ACTIONS TO TAKE:
1/ List every medical test or procedure named in the forum thread on prostate cancer symptoms.
2/ Reproduce everything in the prostate cancer forum thread from "Digital rectal exam is extremely" down to "must be recent.", word for word.
3/ Continue the prostate cancer forum thread from its last sentence.

EXTRACTED TEXT:

-*-


    I wonder did you have a digital rectal exam, were the result normal or abnormal.  What were your psa numbers? 

    Digital rectal exam is

    Digital rectal exam is extremely painful and caused profuse bleeding. They haven't done one in a while (couple months) but it was abnormal. There is some suspicion it might be cancer in the rectum but I haven't had a biopsy yet. PSA was 0.9. I had a pelvic MRI a about a year ago and no prostate lesion, so this must be recent.

  • hopeful and optimistic
    hopeful and optimistic Member Posts: 2,339 Member
    edited July 2021 #4
    .

    Not an expert, but aside from the suspicious lesion in the prostate, these symptoms can be attributable to something else rather than prostate cancer

  • Georges Calvez
    Georges Calvez Member Posts: 547 Member
    edited July 2021 #5
    Something else?

    Hi there,

    I would not rule out prostate cancer, but it is possible that you do not have it.
    An MRI is indicative rather than conclusive, and your PSA is very low for a case of prostate cancer.
    Prostate cancer is normally not invasive at the beginning, it sits in the prostate and grows slowly, often for many years if it is not detected.
    Symptoms are minimal at first and may be mistaken for ageing, etc.
    A month or two waiting for a biopsy is usually of no significance in prostate cancer, as it grows so slowly.

-*-

INFORMATION PROVIDED:

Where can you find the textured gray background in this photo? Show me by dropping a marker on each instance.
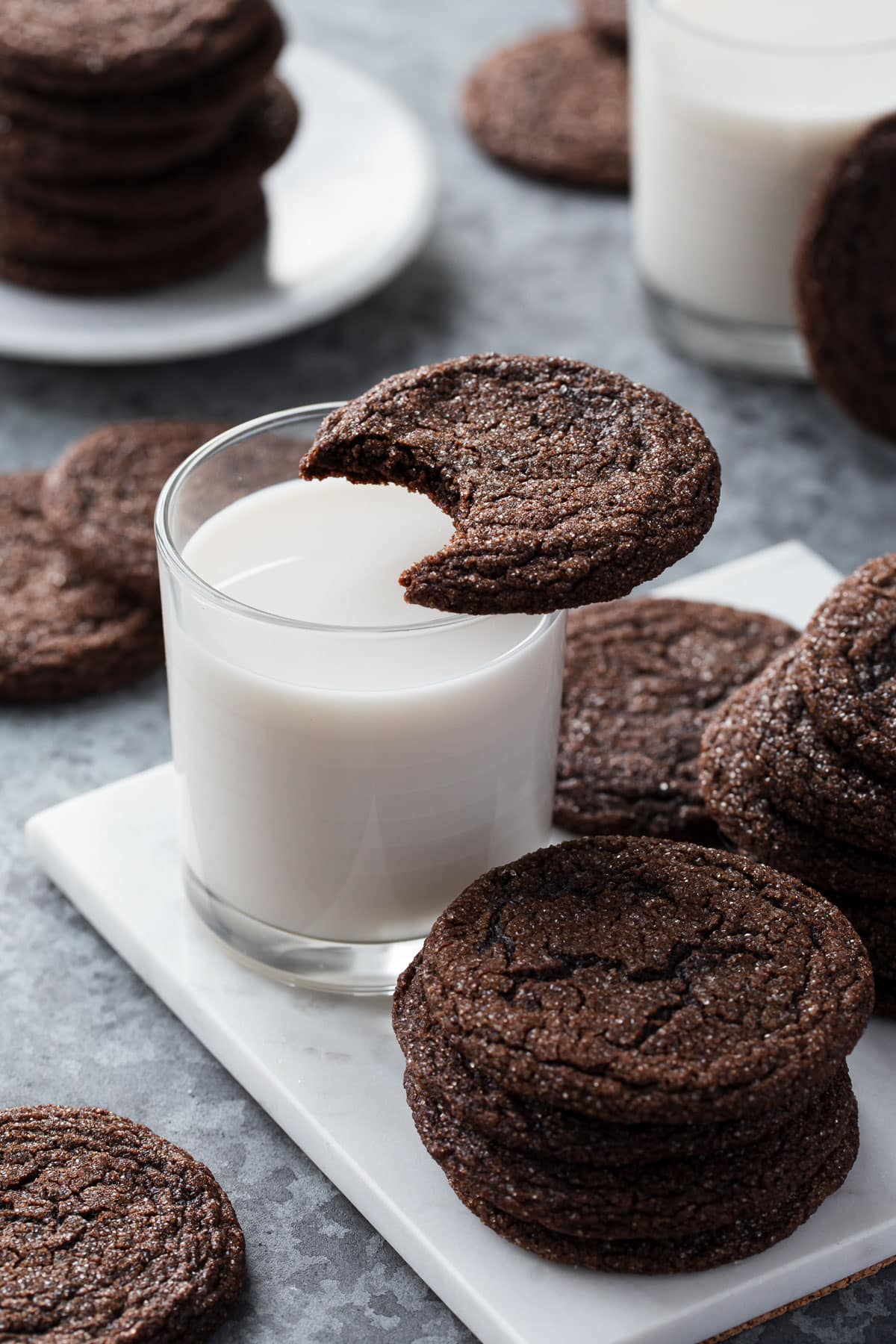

-*-

RESULTS FOR EACH TASK:
1/
Digital rectal exam
PSA
Pelvic MRI
Biopsy

2/
Digital rectal exam is extremely painful and caused profuse bleeding. They haven't done one in a while (couple months) but it was abnormal. There is some suspicion it might be cancer in the rectum but I haven't had a biopsy yet. PSA was 0.9. I had a pelvic MRI a about a year ago and no prostate lesion, so this must be recent.

3/
    I would ask your doctor if you have something else, as some of your symptoms are very unlikely to be or never associated with prostate cancer.

    Best wishes,

    Georges

  • larra
    larra Member Posts: 2
    edited July 2021 #6
    Get the biopsy and if still

    Get the biopsy and if still concerned get another one

    as my first biopsy came back low grade cancer and my second higher

    grade.

  • Max Former Hodgkins Stage 3
    Max Former Hodgkins Stage 3 Member Posts: 3,811 Member
    larra said:

    Get the biopsy and if still

    Get the biopsy and if still concerned get another one

    as my first biopsy came back low grade cancer and my second higher

    grade.

    My read

    As someone above mentioned, the specifics of your case sound more like perhaps a colo-rectal cancer than prostate.  This is based upon profoundly low PSA; it is very close to impossible for a prostate cancer with a PSA of .9 to nonetheless be so aggressive as to cause bleeding and lymph node involvement.   NOT impossible, but damn-nigh close. 

    Nonetheless, the bleeding and amount of pain warrants fast diagnosis.

  • lighterwood67
    lighterwood67 Member Posts: 374 Member
    edited August 2021 #8
    If I were you

    If I were you, I would be going to see a gastroenterologist.  Maybe a colonoscopy and endoscopy may be in order to see what is going on.  Good luck on your journey.

  • Max Former Hodgkins Stage 3
    Max Former Hodgkins Stage 3 Member Posts: 3,811 Member

    My read

    As someone above mentioned, the specifics of your case sound more like perhaps a colo-rectal cancer than prostate.  This is based upon profoundly low PSA; it is very close to impossible for a prostate cancer with a PSA of .9 to nonetheless be so aggressive as to cause bleeding and lymph node involvement.   NOT impossible, but damn-nigh close. 

    Nonetheless, the bleeding and amount of pain warrants fast diagnosis.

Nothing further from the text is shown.